Sehen kann, sehen konnte Sehen kann, sehen konnte Ich kam in den Copyshop und hörte jemanden brummeln: »Scheiß Terroristen«. »Das ging schnell«, dachte ich. »Woher will er wissen, dass es kein Unfall war?« Ich wollte mit Kreditkarte bezahlen, aber die Frau sagte: »Alle unsere Verbindungen sind tot wegen dem, was gerade passiert ist.« Sie holte ein Formular hervor, von dem ich gar nicht gewusst hatte, dass es das gibt; ich füllte es aus, und sie sagte, sie würde die Zahlung später durchführen. »Hier war eben ein Mann«, sagte sie. »Der war zu spät dran gewesen für ein Meeting im World Trade Center und zitterte richtig.« Sie sah nach draußen. »Ich hoffe, es ist nicht so schlimm, wie’s aussieht.« Das Ungeheuerliche dieses Morgens schlug sich bei mir zuallererst in einer logistischen Frage nieder: Von wo aus könnte ich am besten etwas sehen? Von wie weit weg? Von wie hoch? »Ich wohne im East Village; meine Fenster gehen nach Süden. Ich habe ja die zarten Baumschatten an den Gebäuden auf der anderen Straßenseite gesehen.« Ich hatte vergessen, und es fiel mir dann wieder ein, dass ich das World Trade Center von meinem Fenster aus jeden Tag sehen kann, sehen konnte. Ich stieg vier Treppen hoch, setzte mein Zeug ab und ging in den vorderen Raum.

§ **Gestellte Aufgabe a**
Welche Zeilen unten enthalten das Wort „front“? Finden Sie jede davon und schreiben Sie sie vollständig ab.

§ **Bereitgestellte Daten**

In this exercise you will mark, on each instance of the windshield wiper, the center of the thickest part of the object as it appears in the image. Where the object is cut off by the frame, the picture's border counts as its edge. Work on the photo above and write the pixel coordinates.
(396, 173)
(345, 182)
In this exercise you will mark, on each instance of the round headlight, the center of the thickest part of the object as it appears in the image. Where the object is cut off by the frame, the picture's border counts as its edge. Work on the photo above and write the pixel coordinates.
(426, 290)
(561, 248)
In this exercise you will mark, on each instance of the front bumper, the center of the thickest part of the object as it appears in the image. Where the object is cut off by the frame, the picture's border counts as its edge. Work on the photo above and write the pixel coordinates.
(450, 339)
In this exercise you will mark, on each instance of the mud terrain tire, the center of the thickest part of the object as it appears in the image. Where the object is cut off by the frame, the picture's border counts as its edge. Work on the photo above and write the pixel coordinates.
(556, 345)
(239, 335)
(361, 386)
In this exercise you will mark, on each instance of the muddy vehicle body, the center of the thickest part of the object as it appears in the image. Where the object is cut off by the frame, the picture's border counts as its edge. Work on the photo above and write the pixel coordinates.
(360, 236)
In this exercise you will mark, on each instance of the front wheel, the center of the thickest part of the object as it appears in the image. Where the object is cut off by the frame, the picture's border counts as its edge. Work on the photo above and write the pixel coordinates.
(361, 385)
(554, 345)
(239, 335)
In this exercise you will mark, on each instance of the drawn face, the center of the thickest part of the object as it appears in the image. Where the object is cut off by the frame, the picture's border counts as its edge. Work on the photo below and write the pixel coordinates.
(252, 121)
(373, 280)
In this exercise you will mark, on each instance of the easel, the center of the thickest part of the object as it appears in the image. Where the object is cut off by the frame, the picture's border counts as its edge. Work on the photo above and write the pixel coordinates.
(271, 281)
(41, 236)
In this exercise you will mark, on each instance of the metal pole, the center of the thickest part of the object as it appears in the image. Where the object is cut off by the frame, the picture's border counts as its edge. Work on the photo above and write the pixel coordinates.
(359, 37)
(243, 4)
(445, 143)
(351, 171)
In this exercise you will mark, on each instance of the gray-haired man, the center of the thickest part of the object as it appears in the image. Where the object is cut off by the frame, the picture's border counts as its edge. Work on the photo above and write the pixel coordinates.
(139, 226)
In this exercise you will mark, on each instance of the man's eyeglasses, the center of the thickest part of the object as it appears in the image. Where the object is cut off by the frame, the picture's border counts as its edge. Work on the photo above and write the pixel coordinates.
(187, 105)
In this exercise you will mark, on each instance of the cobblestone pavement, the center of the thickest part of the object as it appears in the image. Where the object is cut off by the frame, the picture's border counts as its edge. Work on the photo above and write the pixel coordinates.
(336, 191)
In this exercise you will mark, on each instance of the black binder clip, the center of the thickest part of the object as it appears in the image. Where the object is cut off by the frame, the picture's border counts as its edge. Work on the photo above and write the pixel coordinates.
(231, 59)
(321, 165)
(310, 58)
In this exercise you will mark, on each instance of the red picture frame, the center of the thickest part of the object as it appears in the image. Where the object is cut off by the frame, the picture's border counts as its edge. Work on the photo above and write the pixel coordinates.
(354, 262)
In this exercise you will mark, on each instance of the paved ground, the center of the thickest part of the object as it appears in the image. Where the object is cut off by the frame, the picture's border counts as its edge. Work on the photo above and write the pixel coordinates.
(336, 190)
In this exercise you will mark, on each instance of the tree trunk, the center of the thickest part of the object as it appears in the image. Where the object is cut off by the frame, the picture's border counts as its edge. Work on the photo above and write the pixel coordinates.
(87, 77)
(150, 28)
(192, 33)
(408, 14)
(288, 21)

§ **Gestellte Aufgabe b**
Beantworten Sie diese Fragen zum Textauszug jeweils kurz:
(i) Womit wollte die erzählende Person im Copyshop bezahlen?
(ii) Wofür war der Mann, von dem die Frau im Copyshop berichtet, zu spät dran gewesen?
(iii) In welchem Stadtteil wohnt die erzählende Person?

§ **Fertige Lösung a**
In this exercise you will mark, on each instance of the front bumper, the center of the thickest part of the object as it appears in the image. Where the object is cut off by the frame, the picture's border counts as its edge. Work on the photo above and write the pixel coordinates.
In this exercise you will mark, on each instance of the front wheel, the center of the thickest part of the object as it appears in the image. Where the object is cut off by the frame, the picture's border counts as its edge. Work on the photo above and write the pixel coordinates.

§ **Fertige Lösung b**
(i) Mit Kreditkarte.
(ii) Für ein Meeting im World Trade Center.
(iii) Im East Village.